The reply should be an exact transcription of every record.

START INPUT MATERIAL

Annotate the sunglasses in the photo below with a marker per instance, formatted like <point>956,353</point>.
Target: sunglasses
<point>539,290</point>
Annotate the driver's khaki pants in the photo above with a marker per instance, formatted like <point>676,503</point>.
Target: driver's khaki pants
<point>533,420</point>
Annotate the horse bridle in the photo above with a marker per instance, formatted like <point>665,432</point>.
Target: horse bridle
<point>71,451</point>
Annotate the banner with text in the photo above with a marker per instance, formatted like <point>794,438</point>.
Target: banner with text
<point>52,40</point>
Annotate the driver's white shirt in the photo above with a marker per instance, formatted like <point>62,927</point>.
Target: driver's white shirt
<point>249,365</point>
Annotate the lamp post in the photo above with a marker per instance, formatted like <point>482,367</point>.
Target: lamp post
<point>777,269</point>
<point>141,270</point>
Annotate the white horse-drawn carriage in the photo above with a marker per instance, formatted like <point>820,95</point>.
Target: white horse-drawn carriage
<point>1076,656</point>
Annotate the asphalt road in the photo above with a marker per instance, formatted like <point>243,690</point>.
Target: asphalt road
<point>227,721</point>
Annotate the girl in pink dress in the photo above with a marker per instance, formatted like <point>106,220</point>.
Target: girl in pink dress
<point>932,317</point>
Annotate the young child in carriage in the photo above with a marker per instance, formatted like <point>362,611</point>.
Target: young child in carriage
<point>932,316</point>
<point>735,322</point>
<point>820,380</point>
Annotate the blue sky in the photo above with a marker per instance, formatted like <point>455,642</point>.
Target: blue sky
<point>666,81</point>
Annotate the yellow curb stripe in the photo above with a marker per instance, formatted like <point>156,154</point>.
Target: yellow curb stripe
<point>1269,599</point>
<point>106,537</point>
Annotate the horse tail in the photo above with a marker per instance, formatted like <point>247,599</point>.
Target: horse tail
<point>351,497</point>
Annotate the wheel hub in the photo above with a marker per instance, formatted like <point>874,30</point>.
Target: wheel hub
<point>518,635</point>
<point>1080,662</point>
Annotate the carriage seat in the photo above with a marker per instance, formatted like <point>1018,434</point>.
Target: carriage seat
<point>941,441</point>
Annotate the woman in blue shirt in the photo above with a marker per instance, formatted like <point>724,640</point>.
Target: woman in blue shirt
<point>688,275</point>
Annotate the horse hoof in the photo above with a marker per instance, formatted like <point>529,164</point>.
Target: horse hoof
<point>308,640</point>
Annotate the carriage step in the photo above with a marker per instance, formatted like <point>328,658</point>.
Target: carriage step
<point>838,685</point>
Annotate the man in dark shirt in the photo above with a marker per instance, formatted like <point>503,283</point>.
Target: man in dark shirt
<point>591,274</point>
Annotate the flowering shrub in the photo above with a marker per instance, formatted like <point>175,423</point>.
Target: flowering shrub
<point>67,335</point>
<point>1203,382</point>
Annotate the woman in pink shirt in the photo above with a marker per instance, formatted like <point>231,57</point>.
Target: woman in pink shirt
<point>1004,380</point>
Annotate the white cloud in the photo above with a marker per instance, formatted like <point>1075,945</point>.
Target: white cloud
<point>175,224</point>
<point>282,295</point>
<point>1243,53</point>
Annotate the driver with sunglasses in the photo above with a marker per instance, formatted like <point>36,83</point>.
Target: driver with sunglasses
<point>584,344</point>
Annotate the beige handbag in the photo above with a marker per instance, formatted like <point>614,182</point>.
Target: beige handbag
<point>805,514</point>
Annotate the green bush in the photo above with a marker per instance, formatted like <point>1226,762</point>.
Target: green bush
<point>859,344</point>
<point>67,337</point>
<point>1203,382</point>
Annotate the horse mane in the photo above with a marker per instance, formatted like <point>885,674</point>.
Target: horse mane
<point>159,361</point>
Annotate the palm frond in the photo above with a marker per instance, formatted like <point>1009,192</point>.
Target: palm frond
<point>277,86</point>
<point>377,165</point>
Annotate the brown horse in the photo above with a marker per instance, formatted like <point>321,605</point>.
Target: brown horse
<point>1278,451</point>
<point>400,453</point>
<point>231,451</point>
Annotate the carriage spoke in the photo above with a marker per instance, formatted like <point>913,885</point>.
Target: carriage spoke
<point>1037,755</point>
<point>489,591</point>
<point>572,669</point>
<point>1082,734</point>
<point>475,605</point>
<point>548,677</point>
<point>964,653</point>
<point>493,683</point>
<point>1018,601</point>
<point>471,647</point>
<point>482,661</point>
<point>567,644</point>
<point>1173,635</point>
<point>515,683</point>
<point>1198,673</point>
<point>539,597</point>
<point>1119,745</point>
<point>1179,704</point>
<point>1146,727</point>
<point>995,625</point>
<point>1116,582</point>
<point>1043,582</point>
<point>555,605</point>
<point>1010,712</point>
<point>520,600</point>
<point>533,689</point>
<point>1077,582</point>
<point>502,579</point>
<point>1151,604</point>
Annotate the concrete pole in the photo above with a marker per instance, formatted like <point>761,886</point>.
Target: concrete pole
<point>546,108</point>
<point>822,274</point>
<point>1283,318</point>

END INPUT MATERIAL

### SOLUTION TO THE PROBLEM
Annotate the sunglasses in the photo below with a marker per instance, formatted like <point>956,353</point>.
Target: sunglasses
<point>539,290</point>
Annotate the driver's khaki pants in the photo above with a marker per instance, formatted like <point>676,503</point>.
Target: driver's khaki pants
<point>533,420</point>
Annotate the horse bridle in the photo above with a marker per instance, formatted like <point>665,432</point>.
Target: horse bridle
<point>71,451</point>
Annotate the banner with text in the photo above with a marker per instance, formatted like <point>794,438</point>.
Target: banner with text
<point>52,40</point>
Annotate the driver's white shirt in the photo above with a marker per instance, formatted like <point>62,927</point>.
Target: driver's white shirt
<point>249,365</point>
Annotate the lamp post in the photo above with a marker per instance, formatted like <point>482,367</point>.
Target: lamp post
<point>777,269</point>
<point>141,270</point>
Annotate the white horse-drawn carriage in the photo above with a marker per instance, formatted like <point>820,95</point>.
Target: white horse-drawn carriage
<point>1076,656</point>
Annotate the asphalt road in the photo above with a marker per instance, formatted like <point>243,690</point>.
Target: asphalt road
<point>227,721</point>
Annotate the girl in pink dress in the photo above with a marker per instance, formatted like <point>106,220</point>.
Target: girl in pink dress
<point>932,317</point>
Annotate the young child in carriage in the photo above with a marker per instance, formatted like <point>362,611</point>.
Target: young child in carriage
<point>932,316</point>
<point>735,322</point>
<point>820,380</point>
Annotate the blue sky in the photo above with a marker per instance, formatted like <point>455,642</point>.
Target: blue sky
<point>666,81</point>
Annotate the yellow curb stripe in the photo above with a marker per instance, formatted like <point>156,154</point>.
Target: yellow curb stripe
<point>1269,599</point>
<point>106,537</point>
Annotate the horse tail in the photo above with a marker per instance, formatted like <point>247,599</point>.
Target: horse tail
<point>351,497</point>
Annotate the wheel hub in the photo above with a marker per instance, formatted like <point>874,30</point>.
Target: wheel hub
<point>518,635</point>
<point>1080,662</point>
Annotate the carriage seat in the photo above with a marker per instance, formatted like <point>1018,434</point>.
Target: carriage seat
<point>941,441</point>
Annotate the woman in blue shirt in the photo above with a marker per instance, formatted like <point>724,640</point>.
Target: woman in blue shirt
<point>688,275</point>
Annotate the horse hoof in the photo above with a marker per instance, formatted like <point>529,164</point>.
Target: horse hoof
<point>308,640</point>
Annotate the carriage step in the photo above with a marker per instance, formatted like <point>328,658</point>.
Target: carriage step
<point>838,685</point>
Annotate the man in dark shirt in the photo above with a marker per instance, formatted like <point>503,283</point>.
Target: man in dark shirt
<point>591,274</point>
Annotate the flowering shrub in the photo above with a marker per instance, formatted like <point>175,423</point>.
Target: flowering shrub
<point>67,335</point>
<point>1203,382</point>
Annotate the woman in pink shirt in the photo above with a marker per instance, formatted like <point>231,57</point>.
Target: woman in pink shirt
<point>1004,380</point>
Annotate the white cloud in the photo above with a marker per instance, formatted like <point>1075,945</point>.
Target: white cloud
<point>175,224</point>
<point>282,295</point>
<point>1243,53</point>
Annotate the driver with sunglasses in the photo above with a marker per instance, formatted like <point>36,83</point>.
Target: driver with sunglasses
<point>584,344</point>
Annotate the beige handbag in the photo above with a marker per instance, formatted like <point>614,182</point>.
Target: beige handbag
<point>805,514</point>
Annotate the green bush in the photo above with a marker per instance, formatted like <point>1226,762</point>.
Target: green bush
<point>859,344</point>
<point>67,337</point>
<point>1203,382</point>
Annotate the horse mane in the photo above with a marker per instance, formatted like <point>885,674</point>.
Target: horse mane
<point>159,361</point>
Annotate the palm frond in the photo above with a marker per instance, formatted like <point>1009,192</point>.
Target: palm frond
<point>277,86</point>
<point>377,165</point>
Annotate the brown horse in the photo above with a marker per instance, formatted like <point>321,605</point>.
Target: brown horse
<point>1278,451</point>
<point>400,453</point>
<point>231,451</point>
Annotate the carriage spoke in the photo above with a marker per instance, formatted like <point>913,885</point>.
Target: carriage spoke
<point>1037,755</point>
<point>489,591</point>
<point>572,669</point>
<point>1082,734</point>
<point>475,605</point>
<point>548,677</point>
<point>964,653</point>
<point>493,683</point>
<point>1018,601</point>
<point>471,647</point>
<point>482,661</point>
<point>567,644</point>
<point>1173,635</point>
<point>515,683</point>
<point>1198,673</point>
<point>539,597</point>
<point>1119,745</point>
<point>1179,704</point>
<point>1146,727</point>
<point>995,625</point>
<point>1116,582</point>
<point>1043,582</point>
<point>555,605</point>
<point>1010,712</point>
<point>520,600</point>
<point>533,689</point>
<point>1077,582</point>
<point>502,579</point>
<point>1151,604</point>
Annotate the concrete pole in the photo above with a marker per instance, formatted like <point>761,886</point>.
Target: concrete pole
<point>546,108</point>
<point>822,274</point>
<point>1283,318</point>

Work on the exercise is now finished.